● **DOCUMENT SEGMENT**

- Opening Delimiter -

When Krishna Ella and his wife, Suchitra, arrived in India in 1996, he had only a dream and $1,000,000 in his pockets. Okay, that’s a lot more money than most immigrants bring with them. But it was necessary seed money for Ella’s mission: to start an Indian biotechnology company from scratch.
Nine years later, Bharat Biotech has more than 350 employees and will soon hire an additional 200 workers. With annual revenues of around $10 million, the company has an R&D pipeline packed with more than a dozen potential blockbuster drugs for the Indian market and beyond. And it has crafted alliances with at least four major pharmaceuticals to do joint research and development.
“We not only survived,” says Ella. “We thrived.”
It’s a case study that breaks several global business molds. For one thing, well-trained Indian professionals traditionally traveled to the West to make their fortunes. For another, India has become a destination – but mainly for companies outsourcing programming and service jobs.
Bharat, on the other hand, is a home-grown, highly skilled R&D enterprise. What’s more, pharmaceutical manufacturing, the main source of the firm’s revenue, relies on high-cost equipment, which should level the playing field between an Indian startup and its established Western competitors.
Yet Bharat has succeeded – in part, because Ella wrote his own rulebook. In addition to the traditional entrepreneurial hurdles, such as finding investors and hiring staff, Ella had to overcome some classic Indian obstacles: a byzantine and often corrupt bureaucracy, strike-prone labor unions, and government interference.

- Closing Delimiter -

● **GIVEN RECORDS**
- Opening Delimiter -

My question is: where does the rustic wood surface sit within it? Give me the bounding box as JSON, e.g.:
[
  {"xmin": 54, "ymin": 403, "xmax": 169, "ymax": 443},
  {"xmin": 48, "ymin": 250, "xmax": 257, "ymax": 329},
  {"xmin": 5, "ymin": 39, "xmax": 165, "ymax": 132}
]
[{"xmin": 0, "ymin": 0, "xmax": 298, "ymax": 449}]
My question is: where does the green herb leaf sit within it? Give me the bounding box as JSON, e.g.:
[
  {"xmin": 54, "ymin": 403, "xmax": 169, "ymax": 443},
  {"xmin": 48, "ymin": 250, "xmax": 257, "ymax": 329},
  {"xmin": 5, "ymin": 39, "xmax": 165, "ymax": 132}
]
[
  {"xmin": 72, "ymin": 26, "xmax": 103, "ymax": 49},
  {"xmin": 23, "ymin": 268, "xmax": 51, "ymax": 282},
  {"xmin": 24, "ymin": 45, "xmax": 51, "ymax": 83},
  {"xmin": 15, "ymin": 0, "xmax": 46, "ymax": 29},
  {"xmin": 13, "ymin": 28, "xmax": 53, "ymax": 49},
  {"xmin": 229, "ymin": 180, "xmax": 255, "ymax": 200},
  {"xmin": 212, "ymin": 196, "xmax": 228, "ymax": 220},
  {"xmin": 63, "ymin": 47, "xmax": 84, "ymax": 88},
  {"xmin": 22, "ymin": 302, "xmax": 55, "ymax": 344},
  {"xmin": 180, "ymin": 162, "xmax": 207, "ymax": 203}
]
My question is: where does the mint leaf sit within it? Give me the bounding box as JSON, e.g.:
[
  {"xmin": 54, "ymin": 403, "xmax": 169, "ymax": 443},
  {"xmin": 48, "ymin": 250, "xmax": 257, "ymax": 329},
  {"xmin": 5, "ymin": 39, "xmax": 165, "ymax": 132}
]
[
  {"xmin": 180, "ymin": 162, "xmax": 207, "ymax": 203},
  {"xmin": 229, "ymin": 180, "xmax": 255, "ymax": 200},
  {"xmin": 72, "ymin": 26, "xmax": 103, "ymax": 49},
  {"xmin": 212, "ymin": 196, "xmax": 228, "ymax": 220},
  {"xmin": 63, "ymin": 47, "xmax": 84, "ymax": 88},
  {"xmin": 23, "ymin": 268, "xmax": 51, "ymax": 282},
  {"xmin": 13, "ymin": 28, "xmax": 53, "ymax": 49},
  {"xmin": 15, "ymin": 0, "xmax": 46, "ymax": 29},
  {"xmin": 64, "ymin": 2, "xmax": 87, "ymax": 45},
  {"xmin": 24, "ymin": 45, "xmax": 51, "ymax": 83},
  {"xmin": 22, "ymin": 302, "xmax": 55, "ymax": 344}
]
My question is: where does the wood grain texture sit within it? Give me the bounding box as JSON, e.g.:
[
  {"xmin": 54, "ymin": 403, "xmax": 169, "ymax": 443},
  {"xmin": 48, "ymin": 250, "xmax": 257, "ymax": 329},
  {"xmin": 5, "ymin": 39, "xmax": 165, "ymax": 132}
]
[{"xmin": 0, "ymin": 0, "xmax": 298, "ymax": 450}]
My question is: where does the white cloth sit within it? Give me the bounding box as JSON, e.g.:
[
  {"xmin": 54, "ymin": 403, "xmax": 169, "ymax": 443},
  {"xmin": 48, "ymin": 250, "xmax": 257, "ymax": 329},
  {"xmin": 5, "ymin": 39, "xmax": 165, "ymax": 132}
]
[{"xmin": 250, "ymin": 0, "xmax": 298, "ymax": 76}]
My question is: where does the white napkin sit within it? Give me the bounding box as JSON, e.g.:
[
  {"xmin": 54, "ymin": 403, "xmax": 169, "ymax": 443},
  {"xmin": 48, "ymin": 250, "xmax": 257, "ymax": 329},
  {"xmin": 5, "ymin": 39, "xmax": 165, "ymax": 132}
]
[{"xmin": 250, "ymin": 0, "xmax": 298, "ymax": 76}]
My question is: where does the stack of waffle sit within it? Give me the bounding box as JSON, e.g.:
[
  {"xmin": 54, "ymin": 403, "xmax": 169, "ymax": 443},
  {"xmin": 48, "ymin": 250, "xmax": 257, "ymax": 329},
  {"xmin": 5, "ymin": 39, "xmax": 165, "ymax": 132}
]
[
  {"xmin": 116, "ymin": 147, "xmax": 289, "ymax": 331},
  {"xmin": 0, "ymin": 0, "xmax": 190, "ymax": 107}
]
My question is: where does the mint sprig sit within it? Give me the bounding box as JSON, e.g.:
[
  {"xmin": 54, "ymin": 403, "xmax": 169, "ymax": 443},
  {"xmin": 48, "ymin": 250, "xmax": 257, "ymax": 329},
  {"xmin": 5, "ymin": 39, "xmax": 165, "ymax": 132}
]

- Closing Delimiter -

● **ABOUT THIS TASK**
Decide whether each statement agrees with the text on Bharat Biotech, answering yes or no and quoting the words from the text that settle it: (a) Krishna Ella arrived in India with $1,000,000. (b) The company earns most of its revenue from outsourced programming work. (c) The company has alliances with at least four major pharmaceuticals.

● **RESULT FOR THIS TASK**
(a) Yes: "he had only a dream and $1,000,000 in his pockets"
(b) No: "pharmaceutical manufacturing, the main source of the firm’s revenue"
(c) Yes: "it has crafted alliances with at least four major pharmaceuticals to do joint research and development"